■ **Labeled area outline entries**
BEGIN

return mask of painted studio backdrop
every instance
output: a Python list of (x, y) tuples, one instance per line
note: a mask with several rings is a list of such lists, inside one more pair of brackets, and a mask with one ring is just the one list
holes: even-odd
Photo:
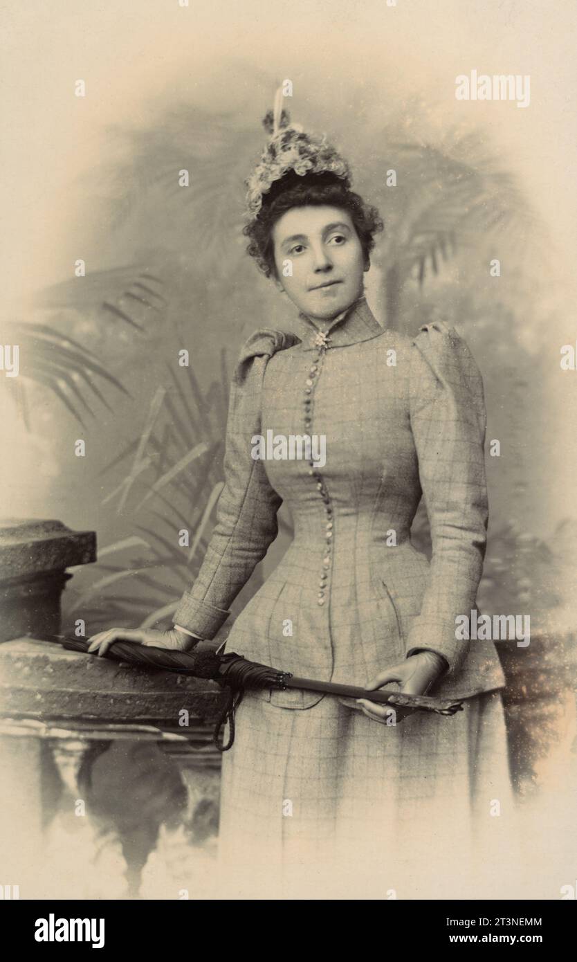
[[(574, 884), (577, 784), (568, 5), (8, 8), (0, 564), (16, 614), (5, 622), (0, 683), (6, 805), (28, 826), (17, 845), (3, 841), (20, 886), (30, 898), (178, 898), (184, 888), (191, 898), (182, 879), (192, 865), (210, 891), (219, 765), (210, 726), (197, 724), (190, 761), (158, 693), (127, 719), (95, 677), (91, 709), (70, 696), (68, 737), (59, 736), (49, 692), (76, 692), (78, 678), (63, 680), (69, 668), (51, 664), (41, 643), (31, 652), (16, 640), (63, 588), (64, 633), (169, 627), (194, 580), (222, 489), (240, 344), (257, 328), (294, 323), (241, 234), (259, 121), (284, 85), (291, 118), (327, 133), (384, 218), (366, 277), (375, 316), (409, 335), (444, 319), (483, 374), (489, 527), (478, 604), (529, 616), (531, 630), (526, 647), (497, 645), (519, 819), (539, 866), (538, 877), (519, 866), (511, 898), (561, 898)], [(285, 507), (279, 522), (219, 639), (287, 549)], [(412, 540), (430, 553), (422, 503)], [(56, 568), (72, 577), (35, 595), (25, 630), (17, 611), (44, 584), (47, 541), (64, 545)], [(54, 618), (46, 624), (55, 630)], [(74, 813), (77, 798), (89, 819)], [(41, 868), (35, 832), (48, 852)]]

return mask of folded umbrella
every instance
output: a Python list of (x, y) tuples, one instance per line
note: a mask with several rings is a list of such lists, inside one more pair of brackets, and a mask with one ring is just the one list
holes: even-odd
[[(69, 635), (35, 634), (39, 641), (58, 642), (64, 648), (87, 653), (89, 639), (74, 638)], [(96, 655), (97, 652), (90, 652)], [(131, 665), (161, 669), (164, 671), (178, 671), (193, 678), (207, 678), (228, 688), (226, 704), (219, 715), (214, 728), (214, 744), (219, 751), (228, 751), (235, 741), (235, 711), (240, 703), (246, 689), (267, 689), (284, 692), (288, 688), (317, 692), (319, 695), (335, 695), (340, 697), (367, 698), (369, 701), (391, 708), (410, 708), (414, 711), (435, 712), (438, 715), (454, 715), (463, 710), (463, 702), (454, 698), (439, 698), (428, 695), (406, 695), (403, 692), (380, 688), (368, 691), (357, 685), (341, 685), (333, 681), (317, 681), (313, 678), (299, 678), (290, 671), (281, 671), (247, 661), (234, 651), (217, 654), (211, 649), (197, 646), (189, 651), (173, 651), (170, 648), (139, 645), (137, 642), (114, 642), (106, 652), (105, 658), (127, 662)], [(229, 741), (220, 742), (222, 726), (229, 722)]]

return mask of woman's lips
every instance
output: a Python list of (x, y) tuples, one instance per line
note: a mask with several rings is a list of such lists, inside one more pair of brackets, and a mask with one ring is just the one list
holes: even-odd
[(315, 288), (311, 288), (311, 291), (326, 291), (327, 288), (334, 288), (337, 284), (342, 284), (342, 281), (327, 281), (326, 284), (319, 284)]

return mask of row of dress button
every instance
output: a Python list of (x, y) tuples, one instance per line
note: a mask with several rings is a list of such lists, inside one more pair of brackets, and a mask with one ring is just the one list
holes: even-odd
[[(305, 432), (307, 435), (309, 434), (313, 424), (313, 413), (312, 413), (313, 389), (314, 388), (315, 382), (318, 379), (318, 374), (322, 367), (320, 361), (329, 346), (328, 345), (329, 341), (330, 338), (328, 338), (324, 332), (319, 331), (313, 342), (314, 345), (317, 348), (317, 355), (311, 366), (311, 369), (309, 371), (309, 376), (307, 378), (306, 388), (305, 388), (305, 402), (304, 402)], [(324, 502), (325, 516), (326, 516), (325, 554), (324, 558), (322, 559), (322, 571), (318, 582), (318, 595), (317, 595), (317, 603), (323, 605), (325, 603), (325, 591), (327, 588), (327, 581), (329, 577), (328, 571), (331, 567), (331, 551), (333, 549), (333, 508), (331, 505), (329, 493), (322, 479), (322, 475), (320, 474), (320, 471), (318, 471), (314, 467), (314, 462), (313, 460), (309, 462), (309, 474), (311, 475), (311, 477), (314, 478), (316, 488)]]

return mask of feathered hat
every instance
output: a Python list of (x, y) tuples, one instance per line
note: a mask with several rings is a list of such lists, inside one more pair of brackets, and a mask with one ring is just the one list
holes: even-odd
[(269, 135), (263, 156), (246, 186), (245, 219), (254, 220), (263, 207), (263, 195), (275, 181), (289, 171), (303, 177), (305, 174), (331, 173), (351, 186), (351, 172), (346, 161), (330, 143), (326, 136), (314, 137), (303, 131), (300, 124), (290, 123), (288, 113), (283, 109), (283, 88), (276, 92), (274, 108), (268, 111), (263, 125)]

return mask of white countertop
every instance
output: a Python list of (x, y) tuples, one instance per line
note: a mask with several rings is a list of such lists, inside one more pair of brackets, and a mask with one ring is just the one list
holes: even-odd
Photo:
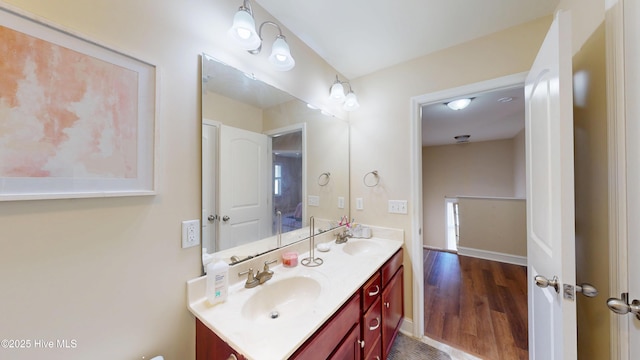
[[(387, 235), (389, 232), (380, 232)], [(318, 330), (360, 287), (378, 270), (398, 249), (402, 247), (400, 236), (389, 236), (391, 239), (375, 237), (371, 239), (349, 239), (349, 242), (370, 241), (375, 247), (362, 254), (350, 255), (343, 251), (344, 244), (331, 243), (328, 252), (315, 251), (315, 257), (323, 259), (318, 267), (306, 267), (299, 264), (293, 268), (281, 265), (272, 266), (273, 278), (263, 285), (246, 289), (240, 281), (230, 285), (226, 302), (211, 306), (206, 301), (206, 276), (187, 283), (189, 310), (209, 329), (227, 342), (238, 353), (248, 359), (281, 360), (291, 356), (313, 333)], [(397, 235), (394, 234), (394, 235)], [(398, 239), (399, 238), (399, 239)], [(325, 238), (326, 239), (326, 238)], [(308, 241), (305, 241), (308, 248)], [(281, 249), (286, 251), (287, 249)], [(281, 253), (278, 251), (278, 254)], [(301, 253), (299, 259), (307, 257)], [(273, 258), (275, 254), (266, 257)], [(263, 259), (257, 261), (264, 262)], [(255, 262), (254, 262), (255, 263)], [(249, 264), (238, 264), (230, 269), (234, 272), (247, 270)], [(247, 300), (266, 287), (273, 286), (279, 280), (290, 277), (311, 277), (321, 284), (320, 295), (306, 309), (288, 309), (280, 312), (280, 317), (271, 319), (248, 318), (242, 315), (243, 305)], [(233, 280), (234, 276), (230, 276)], [(293, 312), (293, 314), (291, 313)]]

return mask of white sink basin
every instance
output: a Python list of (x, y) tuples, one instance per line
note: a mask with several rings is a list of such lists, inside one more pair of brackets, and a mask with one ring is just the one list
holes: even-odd
[(366, 239), (350, 239), (344, 244), (342, 251), (349, 255), (365, 255), (380, 250), (380, 244)]
[(247, 299), (242, 317), (250, 321), (295, 318), (314, 305), (321, 290), (320, 282), (310, 276), (270, 280)]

END

■ **Directions**
Please put every line of the entries above into a numbered list, skipping blank lines and leaving out the pictures.

■ **Answer to this exercise**
1. return mask of painted studio backdrop
2. every instance
3. output: a Python list of (x, y) tuples, one instance per line
4. note: a mask with several rings is a list of such lists, inside one more pair of brackets, and a mask with one ring is just the one list
5. holes: even-odd
6. Photo:
7. [[(574, 884), (577, 784), (568, 5), (8, 8), (0, 564), (16, 614), (5, 622), (0, 683), (6, 805), (28, 826), (17, 845), (3, 841), (20, 886), (30, 898), (178, 898), (184, 888), (191, 898), (182, 879), (192, 865), (210, 891), (219, 765), (210, 726), (197, 724), (190, 761), (158, 693), (127, 719), (95, 677), (91, 709), (70, 696), (68, 737), (59, 736), (49, 692), (76, 692), (78, 678), (63, 680), (69, 668), (51, 664), (41, 643), (31, 652), (16, 640), (63, 588), (64, 633), (169, 627), (194, 580), (222, 489), (240, 344), (257, 328), (294, 323), (241, 234), (259, 121), (284, 85), (291, 118), (327, 133), (384, 218), (366, 277), (375, 316), (409, 335), (444, 319), (483, 374), (489, 527), (478, 604), (529, 616), (531, 630), (526, 647), (497, 645), (519, 819), (539, 866), (538, 877), (519, 866), (511, 898), (561, 898)], [(285, 507), (279, 522), (219, 639), (287, 549)], [(412, 540), (430, 553), (422, 503)], [(56, 568), (72, 577), (35, 595), (25, 630), (17, 611), (44, 584), (47, 541), (64, 545)], [(54, 618), (46, 624), (55, 630)], [(74, 813), (77, 798), (89, 819)], [(41, 868), (35, 832), (48, 852)]]
8. return mask of folded umbrella
9. every instance
10. output: a Python list of (x, y) tuples, one instance per line
11. note: a mask with several rings is a list of such lists, inside one more pair of brackets, and a mask with one ring is just the one list
12. holes: even-odd
13. [[(69, 635), (35, 634), (39, 641), (58, 642), (64, 648), (87, 653), (89, 639), (74, 638)], [(96, 655), (97, 652), (90, 652)], [(131, 665), (161, 669), (164, 671), (178, 671), (193, 678), (207, 678), (228, 688), (226, 704), (219, 715), (214, 728), (214, 744), (219, 751), (228, 751), (235, 741), (235, 711), (240, 703), (246, 689), (267, 689), (284, 692), (288, 688), (317, 692), (319, 695), (335, 695), (340, 697), (367, 698), (369, 701), (391, 708), (410, 708), (414, 711), (435, 712), (438, 715), (454, 715), (463, 710), (463, 702), (454, 698), (439, 698), (428, 695), (406, 695), (403, 692), (380, 688), (368, 691), (357, 685), (341, 685), (333, 681), (317, 681), (313, 678), (299, 678), (290, 671), (281, 671), (247, 661), (234, 651), (217, 654), (211, 649), (197, 646), (189, 651), (173, 651), (170, 648), (139, 645), (137, 642), (114, 642), (106, 652), (105, 658), (127, 662)], [(229, 741), (220, 742), (222, 726), (229, 722)]]
14. return mask of woman's lips
15. every instance
16. output: a Python list of (x, y) tuples, one instance per line
17. note: a mask with several rings is a list of such lists, inside one more pair of brackets, and a mask with one ring is just the one list
18. holes: even-odd
19. [(315, 288), (311, 288), (311, 291), (326, 291), (327, 288), (334, 288), (337, 284), (342, 284), (342, 281), (327, 281), (326, 284), (319, 284)]
20. return mask of row of dress button
21. every instance
22. output: a Python list of (x, y) tuples, one instance per line
23. note: a mask with several rings is a list of such lists, inside one more pair of brackets, and a mask with one ring is just the one list
24. holes: even-odd
25. [[(305, 432), (307, 435), (309, 434), (313, 424), (313, 413), (312, 413), (313, 389), (314, 388), (315, 382), (318, 379), (318, 374), (322, 367), (320, 361), (329, 346), (328, 345), (329, 341), (330, 338), (328, 338), (324, 332), (319, 331), (313, 342), (314, 345), (317, 348), (317, 355), (311, 366), (311, 369), (309, 371), (309, 376), (307, 378), (306, 388), (305, 388), (305, 402), (304, 402)], [(324, 502), (325, 516), (326, 516), (325, 554), (324, 558), (322, 559), (322, 571), (318, 582), (318, 595), (317, 595), (317, 603), (323, 605), (325, 603), (325, 591), (327, 588), (327, 581), (329, 577), (328, 571), (331, 567), (331, 551), (333, 549), (333, 508), (331, 505), (329, 493), (322, 479), (322, 475), (320, 474), (320, 471), (318, 471), (314, 467), (314, 462), (313, 460), (309, 462), (309, 474), (311, 475), (311, 477), (314, 478), (316, 488)]]
26. return mask of feathered hat
27. every instance
28. output: a Python list of (x, y) tuples, one instance per line
29. note: a mask with several rings is a list of such lists, inside one more pair of brackets, and a mask with one ring is just the one list
30. holes: even-odd
31. [(269, 135), (263, 156), (246, 186), (245, 219), (254, 220), (263, 207), (263, 195), (275, 181), (289, 171), (303, 177), (305, 174), (331, 173), (351, 186), (351, 172), (346, 161), (330, 143), (326, 136), (314, 137), (303, 131), (300, 124), (290, 123), (288, 113), (283, 109), (283, 88), (276, 92), (274, 108), (268, 111), (263, 125)]
32. return mask of white countertop
33. every instance
34. output: a Python list of (x, y) tuples, one instance per line
35. note: a mask with several rings is a list of such lists, inside one more pair of brackets, and a mask with one ring is just the one list
36. holes: even-odd
37. Photo:
38. [[(387, 235), (389, 232), (380, 232)], [(318, 330), (360, 287), (378, 270), (398, 249), (402, 247), (400, 236), (389, 236), (391, 239), (375, 237), (371, 239), (349, 239), (349, 242), (370, 241), (375, 247), (362, 254), (350, 255), (343, 251), (344, 244), (331, 243), (328, 252), (315, 251), (315, 257), (323, 259), (318, 267), (306, 267), (299, 264), (293, 268), (281, 265), (272, 266), (273, 278), (263, 285), (246, 289), (240, 281), (230, 285), (226, 302), (211, 306), (206, 301), (206, 276), (187, 283), (189, 310), (209, 329), (227, 342), (238, 353), (248, 359), (281, 360), (291, 356), (313, 333)], [(397, 235), (394, 234), (394, 235)], [(398, 239), (399, 238), (399, 239)], [(325, 238), (326, 239), (326, 238)], [(308, 241), (305, 241), (308, 248)], [(281, 249), (286, 251), (287, 249)], [(281, 253), (278, 251), (278, 254)], [(301, 253), (299, 259), (307, 257)], [(273, 258), (275, 254), (266, 257)], [(263, 259), (257, 261), (264, 262)], [(255, 262), (254, 262), (255, 263)], [(249, 264), (238, 264), (230, 269), (234, 272), (247, 270)], [(247, 300), (266, 287), (273, 286), (279, 280), (290, 277), (311, 277), (321, 284), (320, 295), (306, 309), (288, 309), (280, 312), (280, 317), (271, 319), (248, 318), (242, 315), (243, 305)], [(233, 280), (234, 276), (230, 276)], [(293, 312), (293, 314), (291, 313)]]
39. return mask of white sink basin
40. every instance
41. output: a Python list of (x, y) tuples, one instance per line
42. note: a mask with several rings is a list of such lists, inside one more pair of brackets, and a mask with one ring is just the one list
43. holes: even-odd
44. [(366, 239), (350, 239), (344, 244), (342, 251), (349, 255), (365, 255), (380, 250), (380, 244)]
45. [(247, 299), (242, 317), (250, 321), (295, 318), (314, 305), (321, 290), (320, 282), (310, 276), (270, 280)]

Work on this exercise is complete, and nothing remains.